- Exercise passage -
▬▬▬▬▬▬
= Paul Richardson (organist) =

American musician (1932–2006)

Paul Richardson (1932 - October 2, 2006) was the home field organist for the Philadelphia Phillies from 1970 to 2005.

In 1980 when the Phillies won the World Series, Richardson was awarded a World Series ring alongside the players.

Richardson also played organ for the New York Yankees (owned by his friend George Steinbrenner) from 1978 to 1983 when the Phillies were on the road.

He is credited with popularizing the use of the "Charge!" fanfare in sports games, and with being the first to play a theme song for each player as they stepped up to the plate.
▬▬▬▬▬▬
- Records shown -
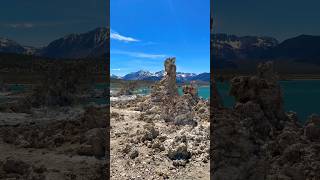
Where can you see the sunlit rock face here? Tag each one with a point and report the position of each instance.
(257, 139)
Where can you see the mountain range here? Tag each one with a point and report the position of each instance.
(181, 77)
(73, 46)
(229, 50)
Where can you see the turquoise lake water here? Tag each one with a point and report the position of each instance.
(203, 91)
(301, 96)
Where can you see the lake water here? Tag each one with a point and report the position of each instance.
(301, 96)
(203, 91)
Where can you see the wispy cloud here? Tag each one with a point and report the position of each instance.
(116, 36)
(138, 54)
(116, 69)
(20, 25)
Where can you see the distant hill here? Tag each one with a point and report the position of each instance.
(90, 44)
(229, 51)
(10, 46)
(73, 46)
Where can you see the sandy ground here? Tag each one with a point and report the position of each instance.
(49, 140)
(134, 159)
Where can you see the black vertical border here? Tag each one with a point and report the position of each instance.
(211, 92)
(107, 66)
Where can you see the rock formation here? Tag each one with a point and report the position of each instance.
(164, 134)
(257, 139)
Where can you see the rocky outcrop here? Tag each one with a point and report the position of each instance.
(164, 134)
(257, 139)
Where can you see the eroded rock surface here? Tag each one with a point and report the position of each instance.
(162, 135)
(257, 139)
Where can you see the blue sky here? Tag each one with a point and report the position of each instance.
(277, 18)
(144, 33)
(38, 22)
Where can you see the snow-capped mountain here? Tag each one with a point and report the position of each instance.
(113, 76)
(181, 77)
(141, 75)
(10, 46)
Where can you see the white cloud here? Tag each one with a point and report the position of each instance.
(116, 36)
(21, 25)
(139, 54)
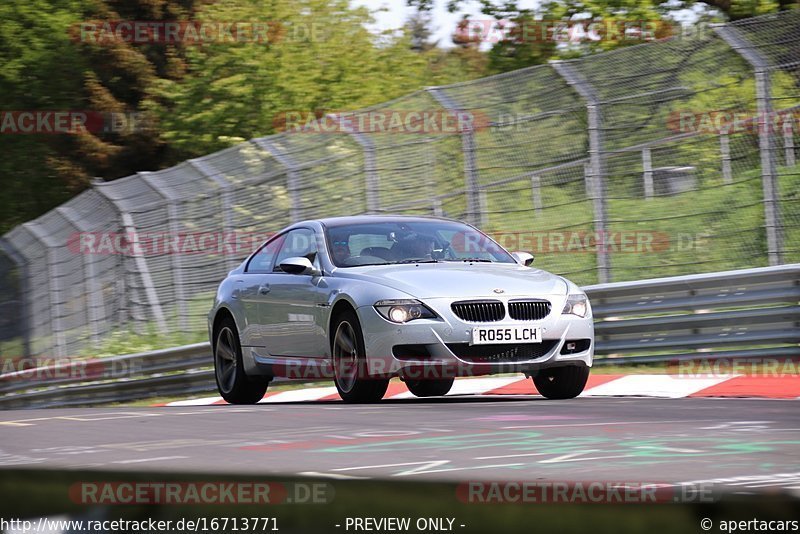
▬▬▬▬▬▬
- To do -
A. Return the Paul Richardson passage exactly, everything from "Paul Richardson (1932" down to "on the road.".
B. Resume the passage on organist Paul Richardson, picking up after its final sentence.
The rows have no connection to the passage on the organist Paul Richardson.

- Outputs in order -
A.
Paul Richardson (1932 - October 2, 2006) was the home field organist for the Philadelphia Phillies from 1970 to 2005.

In 1980 when the Phillies won the World Series, Richardson was awarded a World Series ring alongside the players.

Richardson also played organ for the New York Yankees (owned by his friend George Steinbrenner) from 1978 to 1983 when the Phillies were on the road.

B.
Once a staple of Phillies games, Richardson's organ music was heard much less frequently from the mid-1990s on, as pre-recorded ("canned") music became more prevalent. When the team moved into Citizens Bank Park in 2004, Richardson was not given a booth, and was seen only before games on the Ashburn Alley outfield concourse. A recording of his version of Take Me Out to the Ballgame was used for the seventh-inning stretch. This diminished role combined with health problems and no longer having a place where he could see the game were factors in Richardson announcing his retirement prior to the 2006 season.

On October 2, 2006, Richardson died after a long battle with prostate cancer . The Phillies paid tribute to him prior to their 2007 home opener and also during the seventh-inning stretch of that game.